··· Text section ···

How 4 KAUST Startups Are Adapting to COVID-19

The on-going COVID-19 crisis has impacted every industry. Startups are among the most affected businesses because of their relative fragility compared to well-established companies. The main reasons startups are losing revenue is due to lost opportunities, hesitant investors, distracted consumers and an uncertain future.

But the impact of COVID-19 is not evenly spread out – and it’s not always negative.

Startup Genome conducted a global survey where they asked startups about their current situation. The findings showed that most startups have lost around 30-40% of their revenue. However, one in ten of the surveyed startups reported a revenue loss of over 80%. These typically included companies in industries such as hospitality and travel. Finally, another 10% of the startups actually saw a growth in revenue as a result of the crisis. Those companies worked in fields such as delivery, entertainment, healthcare, and online services.

··· Entries shown ···

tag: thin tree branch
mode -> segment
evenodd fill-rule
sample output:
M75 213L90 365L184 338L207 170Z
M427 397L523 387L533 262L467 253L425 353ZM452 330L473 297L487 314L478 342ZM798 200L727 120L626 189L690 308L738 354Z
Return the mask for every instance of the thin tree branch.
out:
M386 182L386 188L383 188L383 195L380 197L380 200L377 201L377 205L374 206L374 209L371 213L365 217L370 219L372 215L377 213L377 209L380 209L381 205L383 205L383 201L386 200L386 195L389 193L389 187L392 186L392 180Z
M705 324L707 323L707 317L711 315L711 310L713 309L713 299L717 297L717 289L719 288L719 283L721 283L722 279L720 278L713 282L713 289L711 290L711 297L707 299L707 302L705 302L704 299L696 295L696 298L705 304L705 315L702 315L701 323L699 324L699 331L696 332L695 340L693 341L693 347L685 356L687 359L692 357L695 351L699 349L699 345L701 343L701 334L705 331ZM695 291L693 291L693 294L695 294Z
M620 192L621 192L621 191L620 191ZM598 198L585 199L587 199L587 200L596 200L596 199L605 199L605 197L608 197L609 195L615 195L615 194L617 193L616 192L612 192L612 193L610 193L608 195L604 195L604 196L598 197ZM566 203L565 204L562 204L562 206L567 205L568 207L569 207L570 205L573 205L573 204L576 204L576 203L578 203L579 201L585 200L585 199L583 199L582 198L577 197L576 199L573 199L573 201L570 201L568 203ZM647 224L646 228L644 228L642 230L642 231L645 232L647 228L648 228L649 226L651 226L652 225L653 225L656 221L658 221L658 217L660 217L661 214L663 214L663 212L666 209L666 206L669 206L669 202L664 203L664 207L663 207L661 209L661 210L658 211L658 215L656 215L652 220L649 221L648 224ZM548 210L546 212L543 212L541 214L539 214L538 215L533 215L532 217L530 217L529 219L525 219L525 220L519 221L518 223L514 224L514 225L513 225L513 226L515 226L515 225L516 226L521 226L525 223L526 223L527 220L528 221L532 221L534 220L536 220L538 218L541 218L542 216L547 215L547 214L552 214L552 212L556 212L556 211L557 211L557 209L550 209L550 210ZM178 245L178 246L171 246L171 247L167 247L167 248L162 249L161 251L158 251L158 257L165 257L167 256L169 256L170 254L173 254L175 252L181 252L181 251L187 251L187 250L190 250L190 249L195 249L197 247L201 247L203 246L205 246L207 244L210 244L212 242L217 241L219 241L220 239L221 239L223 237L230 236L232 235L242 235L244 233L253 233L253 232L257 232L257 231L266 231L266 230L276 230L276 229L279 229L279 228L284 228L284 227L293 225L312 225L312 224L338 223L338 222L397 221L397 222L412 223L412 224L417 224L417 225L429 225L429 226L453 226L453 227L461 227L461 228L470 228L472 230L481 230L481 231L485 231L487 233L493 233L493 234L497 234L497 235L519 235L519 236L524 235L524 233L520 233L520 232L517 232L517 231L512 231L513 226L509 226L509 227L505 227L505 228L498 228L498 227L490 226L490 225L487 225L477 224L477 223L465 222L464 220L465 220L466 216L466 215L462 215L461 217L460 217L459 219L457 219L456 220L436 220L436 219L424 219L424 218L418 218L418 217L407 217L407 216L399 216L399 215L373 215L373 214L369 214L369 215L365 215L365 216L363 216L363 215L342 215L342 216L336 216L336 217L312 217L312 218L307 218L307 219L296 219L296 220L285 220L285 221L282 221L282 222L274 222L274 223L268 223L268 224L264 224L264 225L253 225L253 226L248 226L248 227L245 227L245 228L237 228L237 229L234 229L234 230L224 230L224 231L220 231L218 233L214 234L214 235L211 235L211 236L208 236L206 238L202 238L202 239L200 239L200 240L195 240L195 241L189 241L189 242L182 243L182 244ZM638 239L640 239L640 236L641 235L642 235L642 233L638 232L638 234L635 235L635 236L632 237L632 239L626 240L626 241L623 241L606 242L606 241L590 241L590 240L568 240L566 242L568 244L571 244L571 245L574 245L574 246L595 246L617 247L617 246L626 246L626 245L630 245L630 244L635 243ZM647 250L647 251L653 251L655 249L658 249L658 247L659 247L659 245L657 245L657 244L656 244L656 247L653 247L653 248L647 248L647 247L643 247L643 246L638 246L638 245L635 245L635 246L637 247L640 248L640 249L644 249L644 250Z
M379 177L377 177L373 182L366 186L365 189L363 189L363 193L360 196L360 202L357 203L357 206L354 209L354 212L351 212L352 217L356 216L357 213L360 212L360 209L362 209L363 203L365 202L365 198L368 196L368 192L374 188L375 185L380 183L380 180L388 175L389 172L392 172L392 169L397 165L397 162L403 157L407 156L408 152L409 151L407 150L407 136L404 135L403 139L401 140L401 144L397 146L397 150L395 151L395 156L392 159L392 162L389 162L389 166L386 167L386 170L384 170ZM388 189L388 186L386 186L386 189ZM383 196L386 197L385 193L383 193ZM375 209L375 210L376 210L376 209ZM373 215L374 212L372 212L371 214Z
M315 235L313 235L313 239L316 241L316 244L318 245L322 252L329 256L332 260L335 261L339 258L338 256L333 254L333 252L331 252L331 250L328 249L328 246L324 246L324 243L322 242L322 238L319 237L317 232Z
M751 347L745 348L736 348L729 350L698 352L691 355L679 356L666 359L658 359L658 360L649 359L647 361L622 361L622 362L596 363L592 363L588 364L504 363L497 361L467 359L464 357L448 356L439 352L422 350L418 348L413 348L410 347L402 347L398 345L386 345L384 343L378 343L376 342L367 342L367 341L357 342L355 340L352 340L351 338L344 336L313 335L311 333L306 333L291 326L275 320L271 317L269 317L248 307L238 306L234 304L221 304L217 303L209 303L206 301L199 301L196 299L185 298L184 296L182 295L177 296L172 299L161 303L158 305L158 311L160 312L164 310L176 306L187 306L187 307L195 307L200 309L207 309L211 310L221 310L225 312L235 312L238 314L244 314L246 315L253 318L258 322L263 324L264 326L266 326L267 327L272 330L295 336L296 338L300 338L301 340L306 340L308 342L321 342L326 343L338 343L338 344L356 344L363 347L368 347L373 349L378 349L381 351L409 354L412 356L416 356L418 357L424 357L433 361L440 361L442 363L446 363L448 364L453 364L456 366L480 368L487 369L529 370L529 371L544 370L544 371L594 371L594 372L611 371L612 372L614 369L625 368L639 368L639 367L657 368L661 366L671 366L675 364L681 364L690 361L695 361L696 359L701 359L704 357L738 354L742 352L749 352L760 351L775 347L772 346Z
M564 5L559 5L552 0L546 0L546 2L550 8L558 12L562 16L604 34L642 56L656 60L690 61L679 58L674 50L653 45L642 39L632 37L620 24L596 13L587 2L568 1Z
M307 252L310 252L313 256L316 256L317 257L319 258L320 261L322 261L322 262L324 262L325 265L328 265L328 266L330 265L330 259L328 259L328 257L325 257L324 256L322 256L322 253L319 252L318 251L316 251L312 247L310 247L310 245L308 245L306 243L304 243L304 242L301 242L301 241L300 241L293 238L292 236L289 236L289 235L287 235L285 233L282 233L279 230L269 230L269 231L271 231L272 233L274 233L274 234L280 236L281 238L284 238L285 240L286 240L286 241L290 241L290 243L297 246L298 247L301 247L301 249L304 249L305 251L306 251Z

···

- **Tasks to carry out**
a. In the article on startups and COVID-19, what share of the surveyed startups saw their revenue grow because of the crisis?
b. Say whether each statement agrees with the article on startups and COVID-19: (i) Most surveyed startups lost around 30-40% of their revenue. (ii) The startups that lost over 80% of their revenue were typically in delivery and online services. (iii) The impact of COVID-19 is spread evenly across startups.
c. Write what comes next in the article on startups and COVID-19, starting after its last sentence.

- **Task results**
a. Another 10% of the surveyed startups saw their revenue grow.

b.
(i) Yes: "most startups have lost around 30-40% of their revenue."
(ii) No: "These typically included companies in industries such as hospitality and travel."
(iii) No: "the impact of COVID-19 is not evenly spread out"

c.
I decided to interview a handful of KAUST startups in different technology-based industries to understand their unique challenges and how they are currently coping with the crisis. Their main concerns generally had to do with funding. At the same time, they all showed exceptional leadership and flexibility when opportunities to pivot presented themselves.


Wayakit is a biotechnology startup that recognized an immediate business opportunity in  cleaning products as the virus started making headlines in January. Founded in 2018, the startup produces the world’s first compact, all-natural stain and odor removal spray.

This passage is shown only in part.